→ Exercise requirements
**a.** List each storage medium or storage device that the storage history text names, in order of first mention and in the text's own terms.
**b.** Extend the text on the history of computer storage, picking up right after its final sentence.

→ Document
########################################
I don't think we're in Kansas anymore, Toto" - from the movie - Wizard
of Oz
Today's system managers would be forgiven for
thinking that their predecessors had a much easier time managing storage.
In
the 1980's the choices were simple. You only had two types of mass storage to
worry about:- disk drives and tape. You ran software on the disks, and backed
everything up onto tape. Mainframe managers backed up their systems overnight,
Unix systems administrators backed up their networks on Friday afternoons.
That
was it. Nice and simple.
In the late 1980's optical disks entered the
computer scene. Write Only Read Many times (WORM) drives could be used to
archive critical data for people who worried that their tape media might not
last more than 10 to 20 years. And Sun was the first Unix company to switch
from tape to CD-ROM as the media for distributing software. That meant we all
bought CD-ROM drives, but things were still simple (relatively).
High
capacity hard drives (200M) were still expensive in those days, so things got a
little bit more complicated when Sun introduced the Sun-3 (68020 based)
diskless node workstations. These saved money by loading porgrams and data from
the ethernet. But that idea quickly faded away, as drives became cheaper, and
faster workstations couldn't wait to get data off the network. It was a
good marketing ploy though because it made Sun's entry level workstations look
cheaper than their rival HP.
########################################
→ Collected data
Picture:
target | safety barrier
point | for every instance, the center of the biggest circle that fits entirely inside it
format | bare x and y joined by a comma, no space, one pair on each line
########################################
→ Answer list
**a.**
1. Disk drives
2. Tape
3. Optical disks (Write Only Read Many times, or WORM, drives)
4. CD-ROM (CD-ROM drives)
5. High capacity hard drives

**b.**
During most of the 1990's systems
managers simply had to shuffle around the concepts of three types of mass
storage:- hard disks (sometimes bundled in RAID), tape drives (sometimes bundled
in libraries) and CD-ROMs (sometimes bundled in jukeboxes). The differences in
capacity, performance, and cost of this storage trinity were well understood,
and the scope for overlap was minimal.
Nowadays things are a lot
more complicated...
Not only has a new type of mass storage device
- the internet, been added to the list, but everything has gotten faster and
comes with more connection and intelligence options. R/W optical drives have got
fast enough to compete with tape. Some vendors are now offering disk to disk
backup. Jukeboxes have inbuilt disk drives to cache the data. RAID systems can
back themselves up onto tape without requiring any server intervention. The
storage can work with all your computer operating systems. And any of the
storage systems can be placed almost anywhere...
Should you buy hybrid
storage systems which integrate several functions? Or single function systems
which are tied together by your own SAN software?
When there are so
many viable looking combinations, it's no wonder that things are confusing.
Which will be winners? And which, like the Sun-3 diskless nodes of the 1980's,
will be consigned to computer history as architectural dead-ends?
I
hope that's why you'll continue reading
STORAGEsearch, as with the help of
our hundreds of contributing information partners we continue to explore the
new storage frontier and see how the new territories get mapped into their own
recognisable states.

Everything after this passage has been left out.